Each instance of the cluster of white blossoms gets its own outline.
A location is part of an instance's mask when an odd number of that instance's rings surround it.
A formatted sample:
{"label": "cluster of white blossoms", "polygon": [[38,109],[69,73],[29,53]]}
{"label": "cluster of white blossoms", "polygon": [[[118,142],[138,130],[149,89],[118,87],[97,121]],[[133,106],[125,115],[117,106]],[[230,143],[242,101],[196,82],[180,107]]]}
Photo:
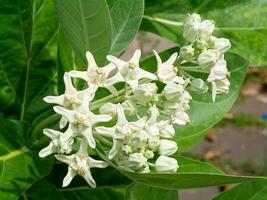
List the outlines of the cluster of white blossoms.
{"label": "cluster of white blossoms", "polygon": [[[108,164],[92,158],[92,150],[97,150],[93,156],[103,151],[105,157],[98,156],[130,172],[177,171],[177,160],[171,156],[178,149],[175,126],[190,122],[187,112],[192,97],[186,90],[203,90],[205,86],[201,79],[192,79],[179,67],[197,58],[201,69],[210,70],[207,81],[212,83],[213,94],[229,89],[223,53],[230,43],[211,36],[213,29],[212,22],[190,15],[184,25],[184,37],[190,44],[166,61],[154,51],[154,73],[140,68],[138,49],[129,61],[108,55],[110,63],[104,67],[98,67],[93,55],[86,52],[87,70],[64,74],[65,93],[44,98],[47,103],[56,104],[53,109],[61,116],[62,131],[44,129],[51,142],[39,153],[40,157],[55,154],[57,160],[68,164],[63,187],[76,175],[96,187],[90,169]],[[73,79],[82,79],[85,89],[78,91]],[[110,94],[98,99],[96,93],[103,88]]]}
{"label": "cluster of white blossoms", "polygon": [[[230,82],[224,54],[230,49],[231,43],[226,38],[217,38],[212,35],[215,30],[213,21],[201,20],[194,13],[189,15],[184,22],[183,36],[187,44],[181,47],[182,60],[196,63],[195,67],[200,72],[208,72],[207,82],[211,84],[212,100],[217,94],[228,93]],[[191,69],[192,71],[194,69]],[[202,79],[195,79],[192,83],[193,90],[206,92],[208,87]]]}

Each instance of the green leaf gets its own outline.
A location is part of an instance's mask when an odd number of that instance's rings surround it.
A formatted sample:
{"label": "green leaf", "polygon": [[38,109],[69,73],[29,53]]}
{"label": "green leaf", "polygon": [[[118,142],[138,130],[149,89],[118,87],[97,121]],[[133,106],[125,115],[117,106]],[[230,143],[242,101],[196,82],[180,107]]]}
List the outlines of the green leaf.
{"label": "green leaf", "polygon": [[2,120],[0,123],[0,199],[17,199],[35,181],[47,175],[53,159],[40,159],[38,152],[27,148],[29,130],[22,122]]}
{"label": "green leaf", "polygon": [[[160,53],[163,60],[173,53],[178,52],[178,48],[173,48]],[[216,102],[212,102],[210,92],[207,94],[192,94],[193,100],[190,103],[189,116],[191,123],[186,126],[177,126],[175,140],[179,146],[179,152],[183,152],[196,144],[206,133],[218,123],[223,116],[231,109],[246,75],[248,62],[233,53],[227,53],[225,56],[230,76],[230,92],[224,95],[218,95]],[[150,57],[141,63],[143,68],[155,71],[156,66],[154,57]]]}
{"label": "green leaf", "polygon": [[58,189],[47,180],[37,181],[25,193],[32,200],[63,200]]}
{"label": "green leaf", "polygon": [[144,13],[144,0],[118,0],[110,15],[113,24],[113,39],[110,53],[120,55],[133,41]]}
{"label": "green leaf", "polygon": [[227,190],[213,200],[265,200],[267,199],[267,180],[257,180],[242,183],[236,187]]}
{"label": "green leaf", "polygon": [[154,187],[149,187],[140,183],[133,183],[127,187],[127,200],[178,200],[177,190],[164,190]]}
{"label": "green leaf", "polygon": [[54,3],[46,0],[0,0],[0,110],[5,117],[30,120],[53,94]]}
{"label": "green leaf", "polygon": [[141,29],[180,44],[182,30],[177,22],[183,22],[187,13],[197,12],[203,19],[215,21],[215,35],[229,38],[233,52],[247,58],[253,66],[266,66],[266,11],[265,0],[146,1]]}
{"label": "green leaf", "polygon": [[68,38],[78,65],[87,65],[85,52],[103,64],[110,50],[112,27],[105,0],[57,0],[61,28]]}

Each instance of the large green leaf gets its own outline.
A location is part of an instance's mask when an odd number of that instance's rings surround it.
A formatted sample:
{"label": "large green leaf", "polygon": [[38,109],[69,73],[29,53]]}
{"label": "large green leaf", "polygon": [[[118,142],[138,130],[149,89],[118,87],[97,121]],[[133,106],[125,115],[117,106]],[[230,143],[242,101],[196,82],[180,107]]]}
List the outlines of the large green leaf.
{"label": "large green leaf", "polygon": [[42,97],[55,86],[54,3],[0,0],[0,110],[32,119],[47,108]]}
{"label": "large green leaf", "polygon": [[267,180],[257,180],[242,183],[227,190],[213,200],[265,200],[267,199]]}
{"label": "large green leaf", "polygon": [[40,159],[27,148],[29,130],[19,121],[0,122],[0,199],[17,199],[35,181],[47,175],[53,159]]}
{"label": "large green leaf", "polygon": [[[232,51],[253,66],[267,62],[267,2],[265,0],[170,0],[146,1],[141,29],[181,43],[181,23],[187,13],[197,12],[216,22],[215,35],[231,40]],[[261,53],[259,53],[261,52]]]}
{"label": "large green leaf", "polygon": [[118,0],[111,9],[113,40],[110,53],[119,55],[134,39],[144,13],[144,0]]}
{"label": "large green leaf", "polygon": [[[163,60],[167,58],[175,51],[179,51],[178,48],[166,50],[160,54]],[[212,102],[211,94],[192,94],[193,100],[190,103],[189,116],[191,123],[186,126],[177,126],[175,140],[179,146],[179,152],[186,151],[192,145],[196,144],[207,131],[218,123],[225,113],[227,113],[233,106],[243,80],[245,78],[248,62],[232,53],[228,53],[225,56],[228,64],[230,76],[230,92],[226,95],[218,95],[216,102]],[[141,63],[141,66],[147,70],[155,71],[156,61],[154,57],[150,57]]]}
{"label": "large green leaf", "polygon": [[86,66],[85,52],[91,51],[103,64],[110,50],[112,27],[105,0],[57,0],[61,28],[75,52],[77,63]]}
{"label": "large green leaf", "polygon": [[133,183],[127,187],[127,200],[178,200],[177,190],[164,190],[160,188],[149,187],[140,183]]}

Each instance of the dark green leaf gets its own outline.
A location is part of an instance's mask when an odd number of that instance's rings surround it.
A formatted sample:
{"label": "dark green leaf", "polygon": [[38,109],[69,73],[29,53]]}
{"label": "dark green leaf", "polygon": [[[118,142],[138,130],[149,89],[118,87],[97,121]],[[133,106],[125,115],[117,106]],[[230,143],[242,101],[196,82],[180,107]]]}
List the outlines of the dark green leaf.
{"label": "dark green leaf", "polygon": [[15,120],[0,123],[0,199],[17,199],[35,181],[47,175],[53,159],[40,159],[25,144],[27,126]]}
{"label": "dark green leaf", "polygon": [[178,200],[177,190],[164,190],[149,187],[140,183],[133,183],[126,190],[127,200]]}
{"label": "dark green leaf", "polygon": [[89,50],[97,63],[104,63],[110,50],[112,27],[105,0],[57,0],[56,9],[61,28],[68,38],[77,63],[86,66]]}
{"label": "dark green leaf", "polygon": [[183,22],[187,13],[197,12],[203,19],[216,22],[215,35],[229,38],[233,52],[247,58],[253,66],[267,64],[267,2],[264,0],[156,0],[146,1],[146,8],[142,30],[180,44],[181,26],[177,22]]}
{"label": "dark green leaf", "polygon": [[34,183],[25,195],[32,200],[63,200],[58,189],[47,180]]}
{"label": "dark green leaf", "polygon": [[53,93],[54,3],[0,0],[0,110],[6,117],[32,119]]}
{"label": "dark green leaf", "polygon": [[227,190],[213,200],[265,200],[267,199],[267,180],[257,180],[242,183]]}
{"label": "dark green leaf", "polygon": [[118,0],[114,3],[110,12],[113,24],[112,55],[120,55],[133,41],[143,13],[143,0]]}
{"label": "dark green leaf", "polygon": [[[178,48],[166,50],[160,54],[163,60],[167,58],[175,51],[179,51]],[[189,116],[191,123],[186,126],[177,126],[175,140],[179,146],[179,152],[186,151],[192,145],[196,144],[206,133],[218,123],[225,113],[227,113],[233,106],[248,67],[248,62],[233,53],[228,53],[225,56],[230,76],[230,92],[226,95],[218,95],[216,102],[212,102],[211,94],[193,94],[193,100],[190,103]],[[153,66],[156,66],[154,57],[150,57],[143,61],[141,65],[150,70],[155,71]]]}

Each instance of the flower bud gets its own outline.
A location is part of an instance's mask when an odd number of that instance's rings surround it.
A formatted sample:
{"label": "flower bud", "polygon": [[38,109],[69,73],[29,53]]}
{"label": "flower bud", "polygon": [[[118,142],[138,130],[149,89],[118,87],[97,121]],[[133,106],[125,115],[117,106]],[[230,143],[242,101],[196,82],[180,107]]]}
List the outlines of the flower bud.
{"label": "flower bud", "polygon": [[182,59],[189,60],[194,56],[194,48],[191,45],[182,46],[180,49],[180,56]]}
{"label": "flower bud", "polygon": [[205,93],[208,89],[208,86],[200,78],[193,79],[190,85],[190,90],[196,93]]}
{"label": "flower bud", "polygon": [[159,156],[155,162],[157,172],[176,172],[178,167],[177,160],[167,156]]}
{"label": "flower bud", "polygon": [[139,149],[145,146],[147,142],[147,133],[144,130],[131,135],[131,146],[133,149]]}
{"label": "flower bud", "polygon": [[184,23],[183,36],[189,42],[195,42],[199,37],[201,18],[198,14],[189,15]]}
{"label": "flower bud", "polygon": [[117,113],[117,105],[114,103],[105,103],[99,108],[99,113],[104,115],[110,115],[111,117],[114,117]]}
{"label": "flower bud", "polygon": [[150,102],[157,93],[155,83],[144,83],[139,85],[134,91],[134,98],[142,104]]}
{"label": "flower bud", "polygon": [[159,148],[160,140],[159,136],[151,136],[148,138],[148,147],[153,151],[157,151]]}
{"label": "flower bud", "polygon": [[178,111],[174,113],[172,120],[176,125],[186,125],[190,122],[188,114],[184,111]]}
{"label": "flower bud", "polygon": [[210,69],[215,65],[218,57],[218,52],[216,50],[208,49],[198,56],[197,62],[203,69]]}
{"label": "flower bud", "polygon": [[213,42],[214,47],[218,49],[221,52],[221,54],[224,54],[231,48],[231,43],[226,38],[211,37],[211,41]]}
{"label": "flower bud", "polygon": [[160,140],[159,144],[159,154],[160,155],[165,155],[165,156],[170,156],[174,154],[177,151],[178,147],[176,142],[171,141],[171,140]]}
{"label": "flower bud", "polygon": [[147,168],[147,158],[141,153],[133,153],[123,161],[122,165],[133,171],[141,172]]}
{"label": "flower bud", "polygon": [[175,130],[168,121],[160,121],[158,123],[160,137],[170,139],[174,136]]}
{"label": "flower bud", "polygon": [[163,90],[163,94],[169,101],[177,101],[183,94],[184,87],[176,83],[168,83]]}

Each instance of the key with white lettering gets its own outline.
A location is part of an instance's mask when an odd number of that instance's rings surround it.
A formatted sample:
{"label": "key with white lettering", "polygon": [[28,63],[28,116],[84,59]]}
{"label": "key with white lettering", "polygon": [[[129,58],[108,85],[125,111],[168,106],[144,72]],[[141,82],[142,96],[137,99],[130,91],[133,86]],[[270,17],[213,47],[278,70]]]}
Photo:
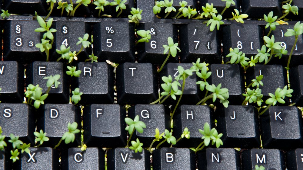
───
YOUR OBJECTIVE :: Copy the rows word for word, from the very first one through the line containing "List the outlines of the cluster", with both ends included, and leave the pictures out of your copy.

CORRECT ANSWER ::
Each instance of the cluster of white blossoms gets its own outline.
A location is part of an instance's mask when an odd number of that instance's rings surround it.
A formatted sample:
{"label": "cluster of white blossoms", "polygon": [[38,109],[69,73],[29,53]]}
{"label": "cluster of white blossoms", "polygon": [[[118,142],[138,130],[149,89],[118,87],[97,121]],[[133,106],[125,115],[117,106]],[[230,143],[242,101],[196,82],[180,107]]]}
Photo:
List the outlines of the cluster of white blossoms.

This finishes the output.